Texto de lectura —

------------------------------------

Un padre de familia le pedía ayuda a Dios de la siguiente manera: «Señor, sabes que estamos necesitados y pasamos penurias. Por favor, haz que me gane la lotería». Pero eso no sucedía, a pesar de lo cual el hombre no dejaba de implorar una y otra vez el ansiado premio. Hasta que un día, en medio de su plegaria, oyó una voz profunda que le dijo: «Por favor, compra algún número de lotería».
Nos gusta vivir esperanzados. Es nuestro combustible que nos dota de sentido a nuestras vidas y, de esta forma, lo bueno que nos sucede adquiere mayor relevancia y lo disfrutamos más. Brené Brown, destacada académica estadounidense, escritora de varios best sellers, dice que «necesitamos esperanza como necesitamos el aire». Pero ojo, si no ponemos de nuestra parte, como en el ejemplo de la lotería, nada sucederá.
La esperanza es una de las cosas que más moviliza a las personas y es un agente de cambio en nuestras vidas. Es un sentimiento presente direccionado hacia un resultado futuro. Esperar que te vaya mejor en la vida, en tu matrimonio, en tu nuevo emprendimiento e incluso ganarse la lotería, son cosas naturales que todos hemos vivido; parece ser lo razonable para darnos fuerza y motivación para avanzar. Podríamos decir que la esperanza es la expectativa que se tiene respecto de los resultados de algún suceso o una actividad que se emprende.

------------------------------------

Tareas —
**a)** Traduce al inglés esta oración del texto sobre la esperanza: «La esperanza es una de las cosas que más moviliza a las personas y es un agente de cambio en nuestras vidas».
**b)** Responde estas preguntas sobre el texto sobre la esperanza:
(i) ¿Qué le pedía a Dios el padre de familia?
(ii) Según Brené Brown, ¿cómo necesitamos la esperanza?
(iii) ¿Hacia dónde está direccionado el sentimiento presente de la esperanza?
Estos datos no son necesarios.

(Datos de un conjunto de etiquetado de puntos)
------------------------------------

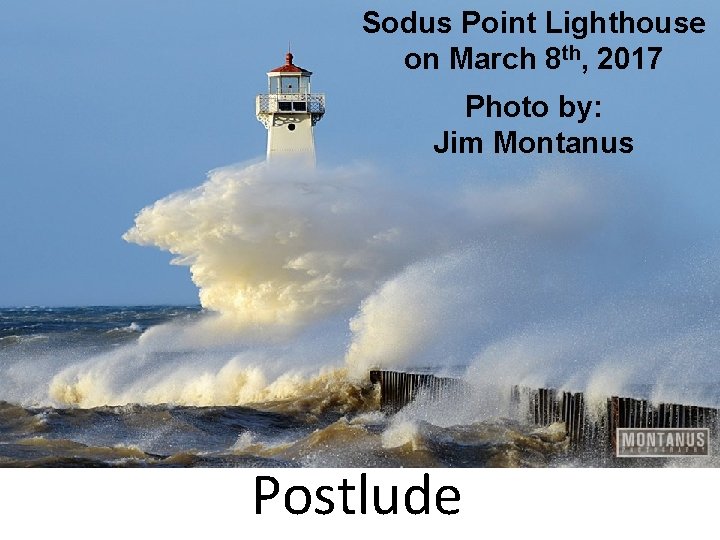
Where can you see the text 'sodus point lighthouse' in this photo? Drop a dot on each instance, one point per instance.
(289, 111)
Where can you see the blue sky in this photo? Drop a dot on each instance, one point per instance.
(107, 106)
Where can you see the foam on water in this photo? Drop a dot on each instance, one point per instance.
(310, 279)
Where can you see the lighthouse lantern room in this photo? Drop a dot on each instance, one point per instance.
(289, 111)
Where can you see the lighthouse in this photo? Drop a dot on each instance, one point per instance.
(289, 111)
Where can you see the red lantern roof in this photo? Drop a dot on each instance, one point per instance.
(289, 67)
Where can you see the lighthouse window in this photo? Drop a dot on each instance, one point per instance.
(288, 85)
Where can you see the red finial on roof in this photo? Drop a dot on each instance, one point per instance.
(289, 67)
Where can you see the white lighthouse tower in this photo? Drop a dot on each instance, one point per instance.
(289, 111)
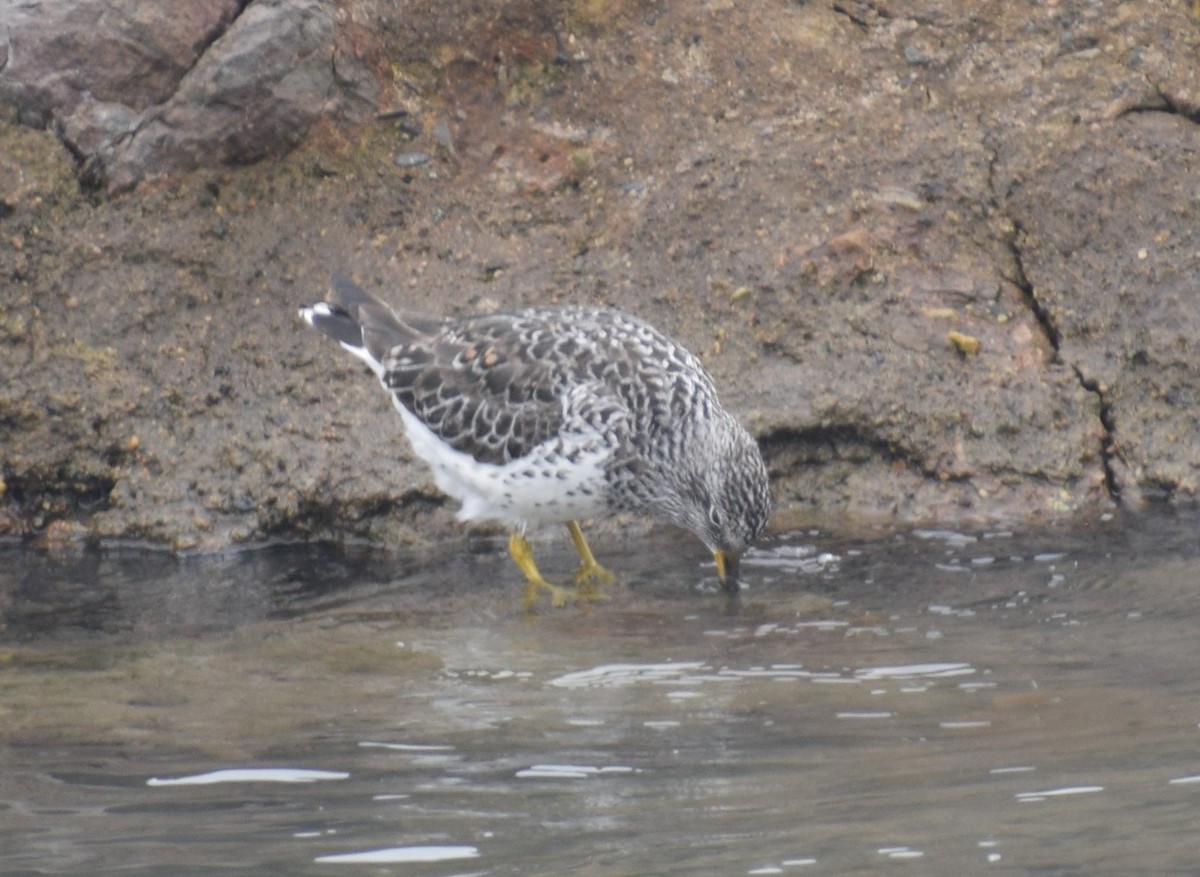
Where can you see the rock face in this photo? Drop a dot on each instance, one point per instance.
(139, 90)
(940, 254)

------------------------------------

Respuestas en orden —
**a)** Hope is one of the things that most motivates people, and it is an agent of change in our lives.

**b)**
(i) Que hiciera que se ganara la lotería.
(ii) Como necesitamos el aire.
(iii) Hacia un resultado futuro.